» **What to work on**: Begin at the line of the records below that contains "of the miniature" and stop after the last line of the records. Write out that stretch again, requests included, multiplying each point coordinate in the answers by 0.55 and rounding to whole numbers, with halves rounded up.
--- Begin Supplied information ---
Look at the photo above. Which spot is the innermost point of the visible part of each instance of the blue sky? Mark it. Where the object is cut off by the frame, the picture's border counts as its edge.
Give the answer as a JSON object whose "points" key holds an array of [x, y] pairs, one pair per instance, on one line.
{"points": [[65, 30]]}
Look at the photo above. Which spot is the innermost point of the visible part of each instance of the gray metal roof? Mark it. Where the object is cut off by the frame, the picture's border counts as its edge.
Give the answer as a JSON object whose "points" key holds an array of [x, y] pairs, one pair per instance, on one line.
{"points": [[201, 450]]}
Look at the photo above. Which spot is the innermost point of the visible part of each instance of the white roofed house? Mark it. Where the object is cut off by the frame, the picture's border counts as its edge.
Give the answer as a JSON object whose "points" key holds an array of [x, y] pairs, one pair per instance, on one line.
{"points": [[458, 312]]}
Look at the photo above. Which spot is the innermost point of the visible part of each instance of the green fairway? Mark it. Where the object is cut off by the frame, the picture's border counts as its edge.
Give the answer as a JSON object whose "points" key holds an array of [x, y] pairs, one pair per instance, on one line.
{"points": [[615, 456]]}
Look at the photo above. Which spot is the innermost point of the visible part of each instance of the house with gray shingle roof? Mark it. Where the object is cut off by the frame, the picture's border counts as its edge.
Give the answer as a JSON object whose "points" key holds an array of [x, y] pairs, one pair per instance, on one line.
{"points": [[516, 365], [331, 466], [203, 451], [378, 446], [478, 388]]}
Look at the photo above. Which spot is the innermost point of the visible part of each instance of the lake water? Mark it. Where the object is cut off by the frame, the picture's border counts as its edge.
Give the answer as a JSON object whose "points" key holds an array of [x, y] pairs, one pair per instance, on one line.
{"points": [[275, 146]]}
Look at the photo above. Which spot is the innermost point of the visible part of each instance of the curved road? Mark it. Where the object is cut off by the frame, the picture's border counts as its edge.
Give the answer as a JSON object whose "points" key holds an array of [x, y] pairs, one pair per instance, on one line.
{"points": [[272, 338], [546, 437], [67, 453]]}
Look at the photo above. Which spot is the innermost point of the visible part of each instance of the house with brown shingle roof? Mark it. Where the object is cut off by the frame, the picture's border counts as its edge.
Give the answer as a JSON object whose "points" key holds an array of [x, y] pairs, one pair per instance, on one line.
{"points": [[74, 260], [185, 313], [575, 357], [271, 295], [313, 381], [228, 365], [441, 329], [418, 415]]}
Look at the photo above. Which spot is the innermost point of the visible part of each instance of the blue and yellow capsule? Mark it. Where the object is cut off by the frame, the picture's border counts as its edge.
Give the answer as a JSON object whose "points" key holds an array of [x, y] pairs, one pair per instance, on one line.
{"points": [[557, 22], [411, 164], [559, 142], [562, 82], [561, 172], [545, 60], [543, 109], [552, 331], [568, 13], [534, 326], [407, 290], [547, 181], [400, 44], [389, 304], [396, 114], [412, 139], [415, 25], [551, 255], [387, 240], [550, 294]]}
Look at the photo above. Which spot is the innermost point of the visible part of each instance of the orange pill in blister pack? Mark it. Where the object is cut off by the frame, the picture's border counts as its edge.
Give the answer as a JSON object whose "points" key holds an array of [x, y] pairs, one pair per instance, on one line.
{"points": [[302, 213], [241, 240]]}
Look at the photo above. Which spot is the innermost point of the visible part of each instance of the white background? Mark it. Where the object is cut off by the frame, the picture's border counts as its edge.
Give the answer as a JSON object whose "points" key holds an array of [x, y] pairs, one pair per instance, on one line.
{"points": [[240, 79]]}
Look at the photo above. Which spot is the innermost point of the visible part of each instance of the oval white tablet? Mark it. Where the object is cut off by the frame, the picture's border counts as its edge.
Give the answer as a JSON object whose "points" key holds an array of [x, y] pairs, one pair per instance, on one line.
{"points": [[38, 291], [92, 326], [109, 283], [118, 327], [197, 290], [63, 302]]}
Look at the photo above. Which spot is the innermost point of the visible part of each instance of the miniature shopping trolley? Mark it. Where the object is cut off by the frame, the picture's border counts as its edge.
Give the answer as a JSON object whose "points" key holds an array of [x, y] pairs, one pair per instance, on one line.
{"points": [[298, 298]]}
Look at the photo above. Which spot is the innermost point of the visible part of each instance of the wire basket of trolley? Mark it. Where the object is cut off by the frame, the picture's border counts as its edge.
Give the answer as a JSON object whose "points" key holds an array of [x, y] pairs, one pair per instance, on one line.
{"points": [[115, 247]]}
--- End Supplied information ---
» **Answer in full**:
Look at the photo above. Which spot is the innermost point of the visible part of each instance of the miniature shopping trolley? Mark it. Where the object is cut off by the frame, the picture's border counts as its edge.
Give the answer as a JSON object whose "points" key holds an array of [x, y] pairs, one pair per instance, on one line.
{"points": [[164, 164]]}
Look at the photo above. Which spot is the innermost point of the visible part of each instance of the wire basket of trolley? Mark it. Where the object is cut off by the frame, the picture's border counts as its edge.
Give the answer as a JSON object whose "points" key holds an array of [x, y] pairs, one pair per instance, on one line.
{"points": [[63, 136]]}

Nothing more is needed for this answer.